**TASK INSTRUCTIONS:** Retype all of the records precisely.

RECORDS FOR THIS TASK section start

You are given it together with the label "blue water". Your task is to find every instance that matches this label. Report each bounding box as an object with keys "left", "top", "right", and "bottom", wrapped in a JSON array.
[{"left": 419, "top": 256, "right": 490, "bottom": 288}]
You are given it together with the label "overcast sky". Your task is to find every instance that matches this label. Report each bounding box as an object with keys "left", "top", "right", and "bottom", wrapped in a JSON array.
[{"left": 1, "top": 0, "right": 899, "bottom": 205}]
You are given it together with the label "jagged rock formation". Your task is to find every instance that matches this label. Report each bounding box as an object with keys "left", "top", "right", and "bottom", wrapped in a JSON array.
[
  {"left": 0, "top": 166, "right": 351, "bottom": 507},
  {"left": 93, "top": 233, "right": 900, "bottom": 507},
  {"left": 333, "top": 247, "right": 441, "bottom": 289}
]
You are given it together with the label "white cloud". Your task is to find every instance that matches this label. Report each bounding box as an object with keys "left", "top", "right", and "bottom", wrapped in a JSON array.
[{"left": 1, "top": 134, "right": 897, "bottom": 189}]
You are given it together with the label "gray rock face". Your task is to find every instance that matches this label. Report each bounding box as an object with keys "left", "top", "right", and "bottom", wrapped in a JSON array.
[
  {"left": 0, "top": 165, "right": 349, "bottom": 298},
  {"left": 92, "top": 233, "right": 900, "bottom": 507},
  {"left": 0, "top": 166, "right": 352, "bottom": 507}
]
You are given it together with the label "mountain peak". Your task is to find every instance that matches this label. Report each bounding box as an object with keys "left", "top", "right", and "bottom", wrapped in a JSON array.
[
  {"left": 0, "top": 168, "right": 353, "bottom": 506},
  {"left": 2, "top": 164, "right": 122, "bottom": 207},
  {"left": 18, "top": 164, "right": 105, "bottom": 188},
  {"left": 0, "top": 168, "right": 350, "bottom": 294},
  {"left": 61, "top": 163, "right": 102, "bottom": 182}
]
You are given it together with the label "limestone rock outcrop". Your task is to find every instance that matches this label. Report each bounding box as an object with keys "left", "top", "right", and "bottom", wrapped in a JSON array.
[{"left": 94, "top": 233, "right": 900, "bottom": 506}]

RECORDS FOR THIS TASK section end

**REPLY:**
You are given it together with the label "blue water". Your task is to find every instance that matches this label. Report each bounding box as an object with keys "left", "top", "right", and "bottom", wrapped in a JSON array.
[{"left": 419, "top": 256, "right": 490, "bottom": 288}]
You are given it together with the label "overcast sky". Your task is to find every instance that matches this label. Report each bounding box as an object with keys "left", "top", "right", and "bottom", wrapped in a JSON array.
[{"left": 1, "top": 0, "right": 899, "bottom": 205}]
You are given it together with the label "jagged rock formation". Your task is to find every instance that matches this label. Report each bounding box as an object with keys "left", "top", "right", and "bottom", wrapped in a JSON array.
[
  {"left": 0, "top": 166, "right": 351, "bottom": 507},
  {"left": 93, "top": 233, "right": 900, "bottom": 507},
  {"left": 333, "top": 247, "right": 441, "bottom": 289}
]
You are given it together with the label "white cloud". Your task is to find every instance that matches this label. Report each bounding box as an object with keys "left", "top", "right", and "bottom", wrapped in a JSON array.
[{"left": 1, "top": 134, "right": 897, "bottom": 189}]
You are given it together with the label "gray rock face". Your task is to find every instance that matches this label. Report each bounding box as an object with keys "left", "top", "right", and "bottom", wrapped in a JSON array.
[
  {"left": 0, "top": 165, "right": 349, "bottom": 298},
  {"left": 92, "top": 233, "right": 900, "bottom": 507},
  {"left": 0, "top": 166, "right": 352, "bottom": 507}
]
You are given it together with the label "mountain peak". Your task is to find every instance that matches this label. Report each bounding box as an object with keys "left", "top", "right", and "bottom", wrapped in a JSON array.
[
  {"left": 0, "top": 168, "right": 353, "bottom": 506},
  {"left": 2, "top": 164, "right": 122, "bottom": 207},
  {"left": 18, "top": 164, "right": 105, "bottom": 188},
  {"left": 0, "top": 168, "right": 350, "bottom": 294},
  {"left": 61, "top": 163, "right": 102, "bottom": 182}
]
You are given it together with the label "limestone rock outcrop". Your task is to find every instance that matches this label. Report each bounding box as an object with keys "left", "top", "right", and "bottom", wrapped in a JSON array.
[{"left": 94, "top": 233, "right": 900, "bottom": 506}]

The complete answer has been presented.